-- Extract provided follows --

IUPAC definition |
Acetylvalylvalyl-4-amino-3-hydroxy-6-methylheptanoylalanyl-4-amino-3-hydroxyl-6-methylheptanoic acid |
Chemical formula |
Ac-Val-Val-Sta-Ala-Sta |
![2D Structure](imgsrv.png) |
Molecular formula |
C31H57N5O9 |
Molar mass |
643.823 g/mol |
Link to ID in database PubChem |
5481345 |
Intermolecular interactions
The intermolecular interactions of this complex were studied by using the Jmol visualizer.
The following interactions are possible between the chains in the 5HVP structure:
- Hydrogen bonds
- Ionic interaction
- Hydrophobic interaction.
Hydrogen bonds
A hydrogen bond is the electrostatic interaction of a hydrogen atom that is associated with a highly electronegative
element with other atoms. Hydrogen bonds form a hydrogen atom linked to an oxygen or nitrogen atom.
Data on the interchain hydrogen bonds of the 5HVP complex are presented in table 1.

-- Extract provided concluded --
-- The data follows --

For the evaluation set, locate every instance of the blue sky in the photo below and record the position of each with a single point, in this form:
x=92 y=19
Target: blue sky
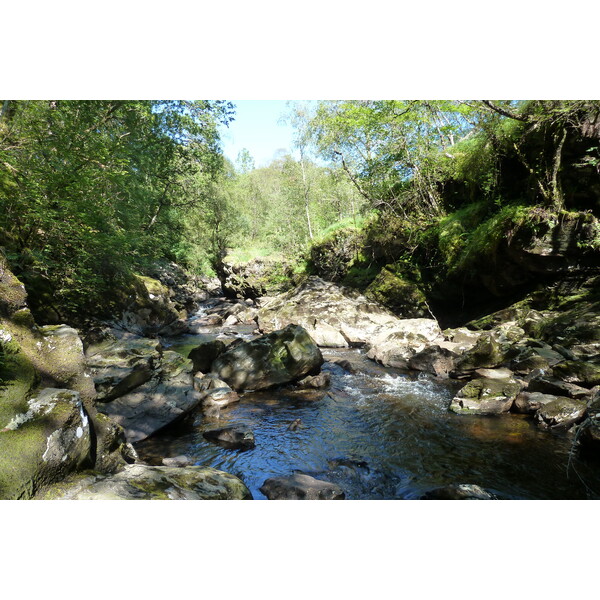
x=256 y=128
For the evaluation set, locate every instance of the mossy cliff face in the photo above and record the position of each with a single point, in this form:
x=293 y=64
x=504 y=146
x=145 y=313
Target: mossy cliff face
x=48 y=422
x=43 y=444
x=509 y=252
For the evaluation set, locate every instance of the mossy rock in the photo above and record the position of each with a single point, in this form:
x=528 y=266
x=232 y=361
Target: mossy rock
x=12 y=292
x=562 y=412
x=43 y=444
x=487 y=353
x=18 y=377
x=279 y=357
x=143 y=482
x=401 y=296
x=582 y=373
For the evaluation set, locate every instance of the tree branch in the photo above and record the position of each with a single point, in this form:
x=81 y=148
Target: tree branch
x=506 y=113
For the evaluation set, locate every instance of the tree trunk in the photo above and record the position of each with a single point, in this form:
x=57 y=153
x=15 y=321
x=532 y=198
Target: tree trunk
x=306 y=198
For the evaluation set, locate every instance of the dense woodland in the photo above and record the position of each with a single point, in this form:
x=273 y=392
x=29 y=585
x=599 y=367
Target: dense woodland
x=93 y=191
x=455 y=243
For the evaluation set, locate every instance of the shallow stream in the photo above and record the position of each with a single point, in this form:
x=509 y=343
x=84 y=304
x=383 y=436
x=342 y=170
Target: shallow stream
x=380 y=434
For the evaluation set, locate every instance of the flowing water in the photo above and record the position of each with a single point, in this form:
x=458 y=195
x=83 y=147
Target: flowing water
x=380 y=434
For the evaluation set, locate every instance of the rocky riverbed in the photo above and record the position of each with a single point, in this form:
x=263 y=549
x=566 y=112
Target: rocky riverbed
x=314 y=393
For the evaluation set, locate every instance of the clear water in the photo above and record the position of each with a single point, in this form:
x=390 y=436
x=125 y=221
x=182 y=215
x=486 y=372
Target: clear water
x=395 y=434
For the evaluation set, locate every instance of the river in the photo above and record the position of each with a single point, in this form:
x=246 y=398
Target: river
x=380 y=433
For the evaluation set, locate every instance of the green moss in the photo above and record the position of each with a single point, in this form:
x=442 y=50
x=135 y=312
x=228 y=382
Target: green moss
x=19 y=377
x=398 y=294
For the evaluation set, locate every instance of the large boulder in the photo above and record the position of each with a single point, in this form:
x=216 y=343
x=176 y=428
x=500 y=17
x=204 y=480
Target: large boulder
x=578 y=372
x=485 y=396
x=392 y=289
x=150 y=310
x=396 y=345
x=166 y=397
x=279 y=357
x=120 y=364
x=561 y=412
x=255 y=278
x=333 y=316
x=301 y=487
x=203 y=355
x=143 y=482
x=43 y=444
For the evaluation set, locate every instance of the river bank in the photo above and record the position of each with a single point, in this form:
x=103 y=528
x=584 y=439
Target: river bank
x=392 y=417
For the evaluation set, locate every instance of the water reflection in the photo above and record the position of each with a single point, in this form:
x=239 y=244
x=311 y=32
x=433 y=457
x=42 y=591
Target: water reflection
x=382 y=434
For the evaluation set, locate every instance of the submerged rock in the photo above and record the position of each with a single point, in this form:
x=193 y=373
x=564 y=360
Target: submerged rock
x=204 y=355
x=333 y=316
x=150 y=309
x=434 y=359
x=464 y=491
x=561 y=412
x=395 y=346
x=485 y=396
x=166 y=397
x=301 y=487
x=231 y=437
x=530 y=402
x=279 y=357
x=143 y=482
x=319 y=381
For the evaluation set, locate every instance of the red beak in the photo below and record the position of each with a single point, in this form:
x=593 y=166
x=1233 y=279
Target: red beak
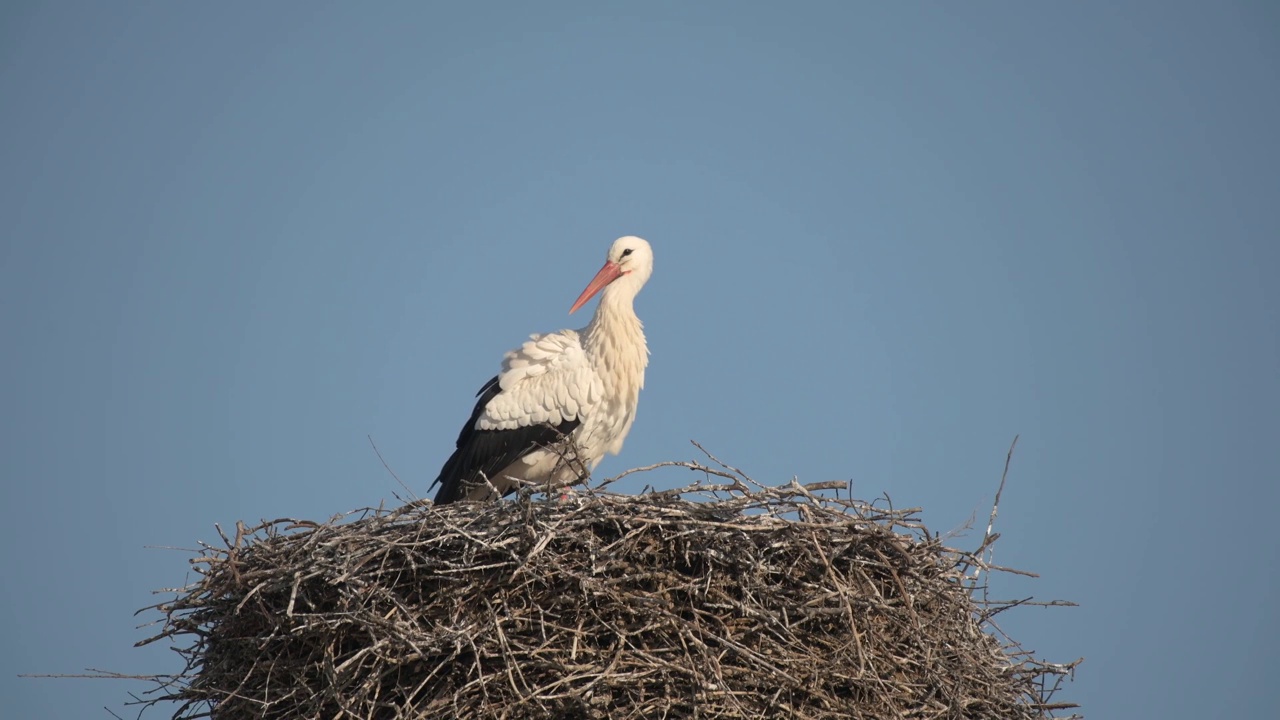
x=608 y=273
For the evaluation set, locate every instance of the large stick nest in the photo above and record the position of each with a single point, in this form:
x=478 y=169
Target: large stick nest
x=749 y=602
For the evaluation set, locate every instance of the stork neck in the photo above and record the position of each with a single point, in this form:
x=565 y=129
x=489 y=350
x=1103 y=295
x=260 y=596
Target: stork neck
x=615 y=338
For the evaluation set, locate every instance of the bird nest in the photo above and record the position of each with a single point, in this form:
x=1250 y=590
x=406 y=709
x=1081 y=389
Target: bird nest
x=727 y=600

-- The data concluded --

◆ Assignment ◆
Translate this sentence from the extract on the 5HVP complex into Spanish: "The intermolecular interactions of this complex were studied by using the Jmol visualizer." The listing is not needed for this work.

◆ Solution below ◆
Las interacciones intermoleculares de este complejo se estudiaron utilizando el visualizador Jmol.